» **What you will do**
Return, word for word, the lines of the data from the line with "Scouting task: drop one point on every instance of the romanian" to the line with "[(102, 80), (68, 85), (6, 91), (25, 80)]", including both of those lines.

» **Input records**
_ _ _ _ _

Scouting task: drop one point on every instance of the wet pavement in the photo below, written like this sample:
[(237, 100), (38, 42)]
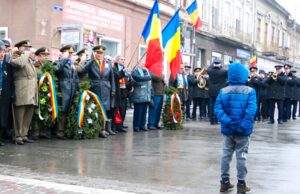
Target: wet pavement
[(186, 161)]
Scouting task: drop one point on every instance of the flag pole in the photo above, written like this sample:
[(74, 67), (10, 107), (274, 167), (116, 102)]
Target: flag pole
[(137, 45)]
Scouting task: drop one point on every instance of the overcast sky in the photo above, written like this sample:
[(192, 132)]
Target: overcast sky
[(293, 6)]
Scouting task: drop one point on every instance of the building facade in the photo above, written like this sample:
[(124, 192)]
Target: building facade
[(232, 29)]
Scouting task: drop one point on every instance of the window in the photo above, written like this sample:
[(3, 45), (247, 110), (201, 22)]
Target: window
[(282, 40), (266, 34), (227, 59), (258, 31), (238, 20), (278, 37), (142, 51), (3, 32), (113, 46), (215, 14)]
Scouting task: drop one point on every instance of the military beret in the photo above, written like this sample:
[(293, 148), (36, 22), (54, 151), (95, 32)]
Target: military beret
[(99, 48), (287, 66), (25, 43), (254, 67), (6, 42), (2, 46), (42, 50), (82, 51), (197, 69), (278, 66), (67, 48)]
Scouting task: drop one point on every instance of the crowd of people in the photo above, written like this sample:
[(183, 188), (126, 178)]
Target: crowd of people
[(115, 83)]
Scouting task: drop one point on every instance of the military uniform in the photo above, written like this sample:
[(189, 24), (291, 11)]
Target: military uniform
[(68, 85), (102, 81), (275, 94), (25, 80), (39, 129)]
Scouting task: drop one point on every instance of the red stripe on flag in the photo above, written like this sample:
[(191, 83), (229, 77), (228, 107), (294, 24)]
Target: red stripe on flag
[(198, 23), (175, 65), (154, 57)]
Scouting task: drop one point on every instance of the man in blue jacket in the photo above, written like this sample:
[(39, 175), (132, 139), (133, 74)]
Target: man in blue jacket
[(235, 108)]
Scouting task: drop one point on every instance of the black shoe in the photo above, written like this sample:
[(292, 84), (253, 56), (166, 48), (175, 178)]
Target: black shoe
[(226, 186), (151, 128), (122, 130), (35, 138), (19, 142), (271, 122), (28, 141), (242, 189)]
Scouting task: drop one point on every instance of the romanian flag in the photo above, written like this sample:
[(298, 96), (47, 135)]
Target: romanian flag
[(152, 36), (193, 12), (253, 61), (171, 44)]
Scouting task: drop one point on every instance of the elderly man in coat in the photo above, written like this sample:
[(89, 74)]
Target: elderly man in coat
[(102, 80), (68, 85), (6, 91), (25, 80)]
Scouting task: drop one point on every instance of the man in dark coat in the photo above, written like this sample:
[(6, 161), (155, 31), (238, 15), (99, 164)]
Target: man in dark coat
[(102, 81), (295, 94), (6, 91), (68, 85), (255, 82), (217, 81), (121, 83), (290, 81), (275, 93)]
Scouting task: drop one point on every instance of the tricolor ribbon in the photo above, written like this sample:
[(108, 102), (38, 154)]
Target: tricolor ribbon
[(173, 98), (53, 96), (82, 102)]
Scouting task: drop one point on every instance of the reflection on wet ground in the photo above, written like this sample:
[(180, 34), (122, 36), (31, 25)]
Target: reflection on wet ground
[(164, 161)]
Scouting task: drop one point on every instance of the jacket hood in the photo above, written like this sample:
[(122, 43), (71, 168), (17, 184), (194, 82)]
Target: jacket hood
[(237, 74)]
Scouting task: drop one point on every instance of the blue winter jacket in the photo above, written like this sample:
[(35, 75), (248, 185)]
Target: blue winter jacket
[(236, 106)]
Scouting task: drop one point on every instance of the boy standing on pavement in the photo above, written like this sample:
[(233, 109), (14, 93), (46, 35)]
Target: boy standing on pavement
[(235, 108)]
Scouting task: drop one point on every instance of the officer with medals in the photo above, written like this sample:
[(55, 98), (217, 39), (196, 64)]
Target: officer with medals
[(68, 85), (275, 93)]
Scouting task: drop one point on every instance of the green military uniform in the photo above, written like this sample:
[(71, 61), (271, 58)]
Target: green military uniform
[(25, 81)]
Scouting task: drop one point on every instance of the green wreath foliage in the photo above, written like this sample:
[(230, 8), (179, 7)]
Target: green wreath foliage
[(93, 121), (167, 115), (44, 100)]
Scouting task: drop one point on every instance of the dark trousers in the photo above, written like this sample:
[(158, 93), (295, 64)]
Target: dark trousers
[(212, 117), (188, 108), (279, 107), (264, 108), (155, 111), (201, 102), (139, 115), (122, 108), (287, 109), (295, 105)]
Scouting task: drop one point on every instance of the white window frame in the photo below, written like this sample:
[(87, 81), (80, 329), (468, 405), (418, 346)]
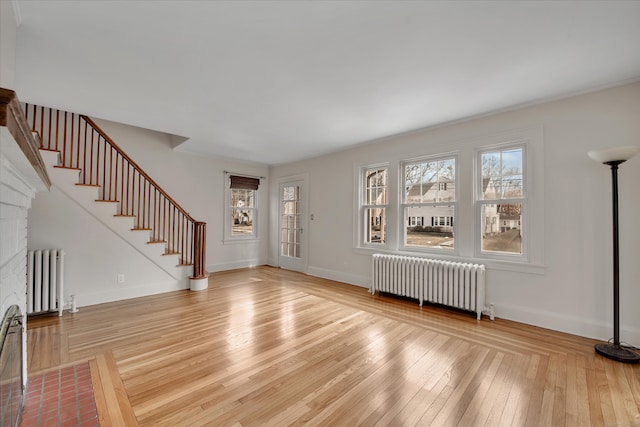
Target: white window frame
[(403, 205), (480, 202), (229, 237), (363, 207)]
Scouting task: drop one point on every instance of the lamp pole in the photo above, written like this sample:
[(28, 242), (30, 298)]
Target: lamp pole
[(615, 350)]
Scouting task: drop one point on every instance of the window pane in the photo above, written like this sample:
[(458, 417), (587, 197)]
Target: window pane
[(501, 228), (430, 226), (375, 225), (376, 186), (241, 222), (430, 181), (502, 174)]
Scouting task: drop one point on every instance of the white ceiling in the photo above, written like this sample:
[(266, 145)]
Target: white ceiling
[(274, 82)]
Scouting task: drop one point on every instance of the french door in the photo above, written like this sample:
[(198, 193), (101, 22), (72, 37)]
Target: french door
[(292, 222)]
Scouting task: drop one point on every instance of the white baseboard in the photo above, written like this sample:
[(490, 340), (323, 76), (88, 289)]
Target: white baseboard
[(569, 324), (120, 294), (339, 276), (246, 263)]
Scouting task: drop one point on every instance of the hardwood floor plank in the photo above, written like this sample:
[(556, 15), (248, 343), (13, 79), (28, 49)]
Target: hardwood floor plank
[(265, 346)]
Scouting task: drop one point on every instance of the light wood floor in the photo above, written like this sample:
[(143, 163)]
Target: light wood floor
[(265, 346)]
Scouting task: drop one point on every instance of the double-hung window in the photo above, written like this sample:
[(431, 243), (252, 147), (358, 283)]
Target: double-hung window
[(501, 201), (241, 215), (429, 203), (374, 205)]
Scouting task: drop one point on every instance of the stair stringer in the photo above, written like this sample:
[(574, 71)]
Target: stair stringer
[(66, 180)]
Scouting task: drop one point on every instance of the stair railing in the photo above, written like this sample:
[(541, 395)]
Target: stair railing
[(84, 146)]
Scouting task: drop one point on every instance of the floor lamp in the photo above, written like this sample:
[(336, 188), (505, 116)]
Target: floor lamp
[(614, 157)]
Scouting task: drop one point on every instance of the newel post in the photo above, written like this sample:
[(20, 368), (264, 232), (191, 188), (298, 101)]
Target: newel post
[(200, 278)]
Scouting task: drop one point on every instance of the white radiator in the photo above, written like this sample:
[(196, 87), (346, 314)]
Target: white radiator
[(455, 284), (45, 281)]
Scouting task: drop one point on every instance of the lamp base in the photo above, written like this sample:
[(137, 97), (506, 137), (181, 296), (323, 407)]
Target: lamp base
[(617, 353)]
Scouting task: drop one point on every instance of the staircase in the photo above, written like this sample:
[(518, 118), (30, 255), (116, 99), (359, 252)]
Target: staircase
[(88, 167)]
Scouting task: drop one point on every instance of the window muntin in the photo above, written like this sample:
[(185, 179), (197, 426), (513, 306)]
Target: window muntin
[(502, 201), (374, 205), (429, 203), (242, 209), (240, 217)]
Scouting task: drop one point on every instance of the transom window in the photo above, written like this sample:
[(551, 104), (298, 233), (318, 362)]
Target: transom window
[(429, 203)]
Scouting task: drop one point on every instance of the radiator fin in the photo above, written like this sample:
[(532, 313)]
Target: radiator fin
[(45, 281), (455, 284)]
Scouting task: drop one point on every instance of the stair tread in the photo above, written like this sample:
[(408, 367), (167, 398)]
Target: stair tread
[(67, 167)]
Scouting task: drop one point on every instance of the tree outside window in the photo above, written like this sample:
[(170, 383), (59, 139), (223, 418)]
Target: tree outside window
[(374, 205), (502, 200), (430, 194)]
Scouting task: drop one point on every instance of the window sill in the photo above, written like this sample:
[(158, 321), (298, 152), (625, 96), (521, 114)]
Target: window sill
[(490, 264), (240, 241)]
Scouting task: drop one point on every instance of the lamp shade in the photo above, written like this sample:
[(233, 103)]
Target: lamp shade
[(614, 153)]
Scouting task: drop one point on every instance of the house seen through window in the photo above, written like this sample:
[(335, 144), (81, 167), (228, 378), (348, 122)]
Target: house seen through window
[(374, 205), (242, 206), (502, 200), (429, 203)]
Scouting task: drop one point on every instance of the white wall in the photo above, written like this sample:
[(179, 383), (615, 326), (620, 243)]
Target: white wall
[(95, 256), (8, 31), (572, 290)]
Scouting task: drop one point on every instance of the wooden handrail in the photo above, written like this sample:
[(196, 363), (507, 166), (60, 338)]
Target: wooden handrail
[(135, 165), (85, 147), (12, 116)]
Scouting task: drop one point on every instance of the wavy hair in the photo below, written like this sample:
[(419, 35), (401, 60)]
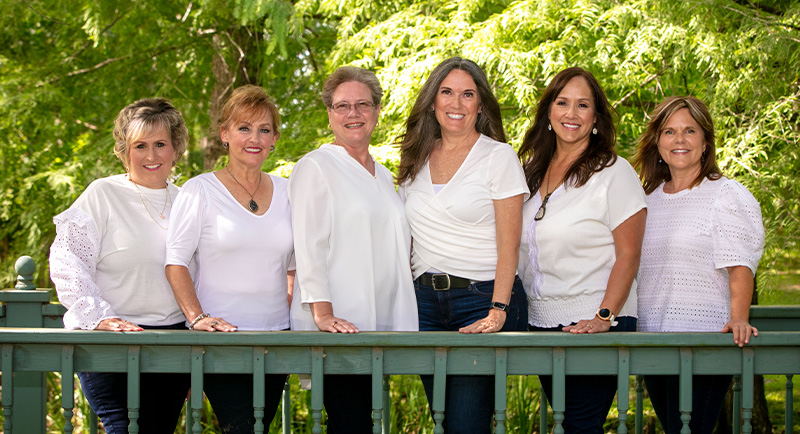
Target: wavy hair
[(652, 171), (539, 145), (141, 118), (422, 128)]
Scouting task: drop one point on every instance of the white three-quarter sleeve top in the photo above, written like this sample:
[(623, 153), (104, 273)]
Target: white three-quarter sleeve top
[(351, 244), (107, 260)]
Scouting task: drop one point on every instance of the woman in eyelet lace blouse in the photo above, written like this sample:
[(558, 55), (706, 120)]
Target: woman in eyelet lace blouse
[(107, 261), (703, 240)]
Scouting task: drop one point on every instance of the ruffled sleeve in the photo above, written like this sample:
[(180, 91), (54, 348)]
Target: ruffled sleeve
[(73, 261), (738, 230)]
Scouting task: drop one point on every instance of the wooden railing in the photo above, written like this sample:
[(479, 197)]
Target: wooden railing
[(30, 348)]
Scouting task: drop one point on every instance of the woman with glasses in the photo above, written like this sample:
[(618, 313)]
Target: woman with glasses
[(352, 241)]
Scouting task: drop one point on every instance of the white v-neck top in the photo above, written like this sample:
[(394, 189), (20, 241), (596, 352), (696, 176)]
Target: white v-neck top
[(454, 230), (352, 243), (242, 258)]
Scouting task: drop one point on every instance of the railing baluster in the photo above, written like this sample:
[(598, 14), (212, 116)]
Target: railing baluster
[(258, 388), (639, 404), (387, 407), (559, 388), (737, 404), (67, 386), (623, 387), (685, 389), (316, 388), (542, 409), (789, 405), (439, 387), (197, 388), (8, 384), (747, 389), (377, 389), (286, 407), (500, 375), (134, 380)]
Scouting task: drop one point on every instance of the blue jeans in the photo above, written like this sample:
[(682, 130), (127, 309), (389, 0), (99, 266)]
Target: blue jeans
[(231, 397), (469, 399), (708, 396), (588, 398), (161, 397)]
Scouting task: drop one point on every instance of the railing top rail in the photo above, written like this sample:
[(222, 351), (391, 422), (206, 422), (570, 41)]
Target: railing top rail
[(388, 339)]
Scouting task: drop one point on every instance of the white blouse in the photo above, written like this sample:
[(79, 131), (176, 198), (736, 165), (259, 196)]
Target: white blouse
[(454, 229), (107, 260), (242, 258), (352, 244), (689, 240), (566, 258)]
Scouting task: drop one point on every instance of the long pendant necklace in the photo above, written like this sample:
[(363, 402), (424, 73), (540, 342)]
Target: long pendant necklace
[(542, 209), (252, 205), (144, 198)]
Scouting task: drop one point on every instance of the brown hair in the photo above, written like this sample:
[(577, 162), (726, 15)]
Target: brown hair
[(249, 101), (142, 117), (422, 128), (652, 171), (539, 145), (351, 73)]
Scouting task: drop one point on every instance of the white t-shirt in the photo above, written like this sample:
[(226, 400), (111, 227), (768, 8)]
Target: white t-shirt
[(242, 258), (352, 244), (454, 230), (690, 238), (566, 258), (107, 260)]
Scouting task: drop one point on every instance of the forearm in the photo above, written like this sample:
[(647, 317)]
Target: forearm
[(183, 288)]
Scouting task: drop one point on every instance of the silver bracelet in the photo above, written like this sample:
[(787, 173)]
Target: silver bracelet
[(197, 320)]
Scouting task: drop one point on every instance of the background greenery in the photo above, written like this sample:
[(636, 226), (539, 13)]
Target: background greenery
[(68, 66)]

_ _ _ _ _

» **Response to this task**
Scouting task: drop one point on every instance of the romanian flag in the photo above, written like this sample:
[(298, 96), (47, 135)]
Target: romanian flag
[(152, 36), (193, 12), (253, 61), (171, 44)]
Scouting task: drop one point on every instance of the elderly man in coat in the photo above, written like this sample:
[(89, 74)]
Target: elderly man in coat
[(102, 80), (68, 85), (6, 91), (25, 80)]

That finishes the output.